**SET PROBLEM:**
Can you print the data exactly and leave out each image?

**MATERIAL SHOWN:**

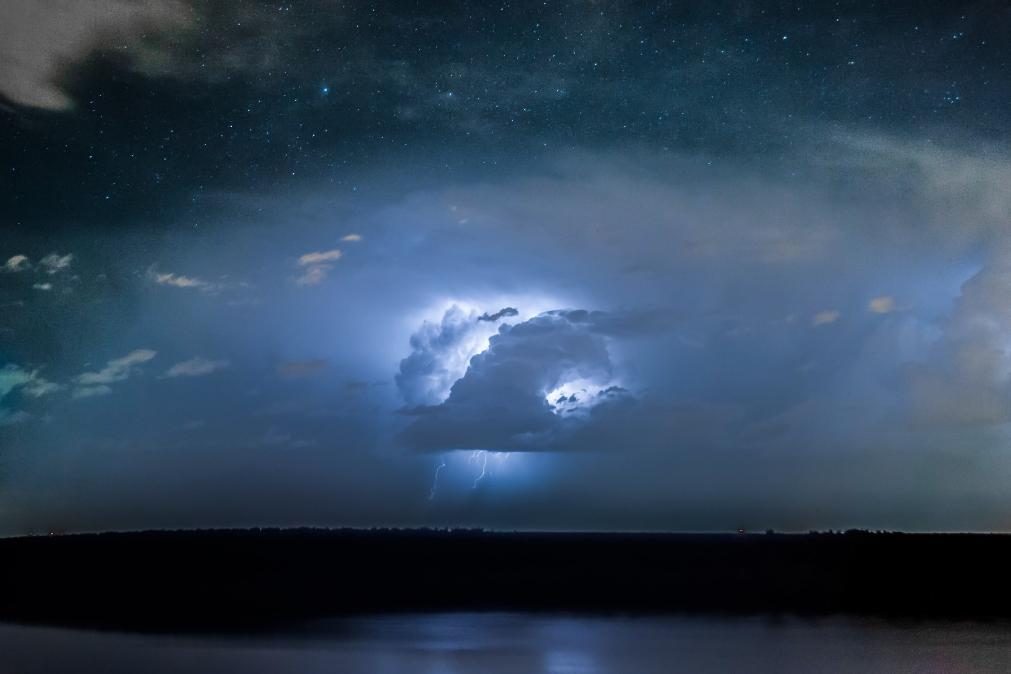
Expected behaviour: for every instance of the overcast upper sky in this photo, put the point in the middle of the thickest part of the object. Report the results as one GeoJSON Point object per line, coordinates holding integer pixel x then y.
{"type": "Point", "coordinates": [559, 265]}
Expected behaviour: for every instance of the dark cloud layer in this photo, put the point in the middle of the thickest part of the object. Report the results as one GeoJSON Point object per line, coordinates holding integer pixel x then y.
{"type": "Point", "coordinates": [691, 266]}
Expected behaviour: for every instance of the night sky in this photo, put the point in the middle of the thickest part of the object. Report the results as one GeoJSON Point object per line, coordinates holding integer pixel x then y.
{"type": "Point", "coordinates": [552, 265]}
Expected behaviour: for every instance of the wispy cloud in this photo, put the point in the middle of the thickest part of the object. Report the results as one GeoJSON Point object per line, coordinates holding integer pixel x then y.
{"type": "Point", "coordinates": [91, 391]}
{"type": "Point", "coordinates": [115, 370]}
{"type": "Point", "coordinates": [194, 367]}
{"type": "Point", "coordinates": [17, 263]}
{"type": "Point", "coordinates": [299, 369]}
{"type": "Point", "coordinates": [883, 304]}
{"type": "Point", "coordinates": [825, 317]}
{"type": "Point", "coordinates": [28, 382]}
{"type": "Point", "coordinates": [180, 281]}
{"type": "Point", "coordinates": [55, 263]}
{"type": "Point", "coordinates": [315, 266]}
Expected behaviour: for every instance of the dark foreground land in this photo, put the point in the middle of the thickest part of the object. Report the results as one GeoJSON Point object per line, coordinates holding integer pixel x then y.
{"type": "Point", "coordinates": [241, 579]}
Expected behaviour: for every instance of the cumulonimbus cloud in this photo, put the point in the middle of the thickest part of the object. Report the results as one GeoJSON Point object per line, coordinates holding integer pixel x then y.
{"type": "Point", "coordinates": [501, 401]}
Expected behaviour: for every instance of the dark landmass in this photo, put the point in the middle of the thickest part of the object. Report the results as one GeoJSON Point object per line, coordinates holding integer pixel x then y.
{"type": "Point", "coordinates": [246, 579]}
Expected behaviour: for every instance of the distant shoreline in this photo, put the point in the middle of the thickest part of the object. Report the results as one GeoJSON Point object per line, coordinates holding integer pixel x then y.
{"type": "Point", "coordinates": [253, 578]}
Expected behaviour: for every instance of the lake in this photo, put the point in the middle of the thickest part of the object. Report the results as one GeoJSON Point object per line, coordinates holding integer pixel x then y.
{"type": "Point", "coordinates": [499, 643]}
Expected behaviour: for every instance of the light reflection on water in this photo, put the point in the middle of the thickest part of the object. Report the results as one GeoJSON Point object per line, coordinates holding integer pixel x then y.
{"type": "Point", "coordinates": [495, 644]}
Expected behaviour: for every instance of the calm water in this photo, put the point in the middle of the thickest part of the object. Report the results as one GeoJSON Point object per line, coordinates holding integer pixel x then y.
{"type": "Point", "coordinates": [493, 644]}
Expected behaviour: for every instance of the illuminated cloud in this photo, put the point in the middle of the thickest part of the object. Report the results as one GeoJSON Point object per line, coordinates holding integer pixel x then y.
{"type": "Point", "coordinates": [301, 369]}
{"type": "Point", "coordinates": [17, 263]}
{"type": "Point", "coordinates": [316, 266]}
{"type": "Point", "coordinates": [825, 317]}
{"type": "Point", "coordinates": [507, 312]}
{"type": "Point", "coordinates": [116, 370]}
{"type": "Point", "coordinates": [883, 304]}
{"type": "Point", "coordinates": [501, 401]}
{"type": "Point", "coordinates": [91, 391]}
{"type": "Point", "coordinates": [194, 367]}
{"type": "Point", "coordinates": [55, 263]}
{"type": "Point", "coordinates": [13, 377]}
{"type": "Point", "coordinates": [180, 281]}
{"type": "Point", "coordinates": [319, 257]}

**SOLVED EXERCISE:**
Expected behaviour: for every instance of the overcast upper sky in this photo, put the point in the middle of the thickest part of the object. Report the results as one GeoJSON Point object per line, coordinates holding integer pixel x then y.
{"type": "Point", "coordinates": [559, 265]}
Expected behaviour: for every instance of the dark cloud layer in this photo, put the point in the middle of the thickest part of the object. Report the results as one GeoJSON Point object per line, coordinates holding integer pixel x then y.
{"type": "Point", "coordinates": [691, 266]}
Expected behaviour: for every instance of the night sky in this photo, put the point in the middle of the thickest part of the object. Report the results as one GeoJSON Point object per line, coordinates holding integer pixel x then y.
{"type": "Point", "coordinates": [552, 265]}
Expected behaviour: for every instance of the wispy cloud in this photo, put the point in the middle of the thickest part of the object. Report the results as one GeoJSON Point object per line, coordinates holding integer pixel x then y.
{"type": "Point", "coordinates": [91, 391]}
{"type": "Point", "coordinates": [115, 370]}
{"type": "Point", "coordinates": [194, 367]}
{"type": "Point", "coordinates": [17, 263]}
{"type": "Point", "coordinates": [299, 369]}
{"type": "Point", "coordinates": [883, 304]}
{"type": "Point", "coordinates": [825, 317]}
{"type": "Point", "coordinates": [28, 382]}
{"type": "Point", "coordinates": [180, 281]}
{"type": "Point", "coordinates": [55, 263]}
{"type": "Point", "coordinates": [315, 266]}
Expected behaviour: for every instance of the dark foreground land in this photo, put the point in the middle of the thickest part of the object. Report the results as one GeoJSON Point object per line, coordinates holding integer pixel x then y.
{"type": "Point", "coordinates": [241, 579]}
Expected behaviour: for every instance of the cumulonimbus cloud in this photo, put the point in the middle of the thickest part of the object. Report the results as one GeoJSON Point object per line, coordinates holding integer pixel x then y.
{"type": "Point", "coordinates": [501, 401]}
Expected behaviour: for every instance of the dark landmass in this photo, put the point in the middle of the thickest part of the object. Report the results as one GeoJSON Point object per line, coordinates holding integer pixel x then y.
{"type": "Point", "coordinates": [246, 579]}
Expected behaviour: for every instance of the distant shoreline in this photo, put the point in the middle of the thickest part of the object. Report the results as one GeoJSON Point object per line, coordinates holding integer pixel x then y.
{"type": "Point", "coordinates": [253, 578]}
Expected behaviour: for every instance of the lake in this photo, put the point in the middle of the thickest part of the object. Report the results as one GeoJSON Point object per line, coordinates holding integer pixel x then y.
{"type": "Point", "coordinates": [499, 643]}
Expected behaviour: for every instance of the light reflection on water in this photo, put the point in the middle of the thickest part of the object. Report the results as one GeoJSON Point object per line, coordinates holding integer pixel x then y.
{"type": "Point", "coordinates": [495, 644]}
Expected behaviour: for every instance of the calm water in this photo, put the point in the middle of the thickest part of the object. Report the results as one GeoJSON Point object per line, coordinates holding integer pixel x then y.
{"type": "Point", "coordinates": [493, 644]}
Expected behaviour: for every instance of the illuminated cloud in this photo, put the point in the middle of the thickest part of the object. Report the results as one GeoJSON Point object per line, coordinates holding integer pixel x then y.
{"type": "Point", "coordinates": [301, 369]}
{"type": "Point", "coordinates": [17, 263]}
{"type": "Point", "coordinates": [316, 266]}
{"type": "Point", "coordinates": [825, 317]}
{"type": "Point", "coordinates": [507, 312]}
{"type": "Point", "coordinates": [116, 370]}
{"type": "Point", "coordinates": [883, 304]}
{"type": "Point", "coordinates": [501, 401]}
{"type": "Point", "coordinates": [91, 391]}
{"type": "Point", "coordinates": [194, 367]}
{"type": "Point", "coordinates": [55, 263]}
{"type": "Point", "coordinates": [13, 377]}
{"type": "Point", "coordinates": [180, 281]}
{"type": "Point", "coordinates": [319, 257]}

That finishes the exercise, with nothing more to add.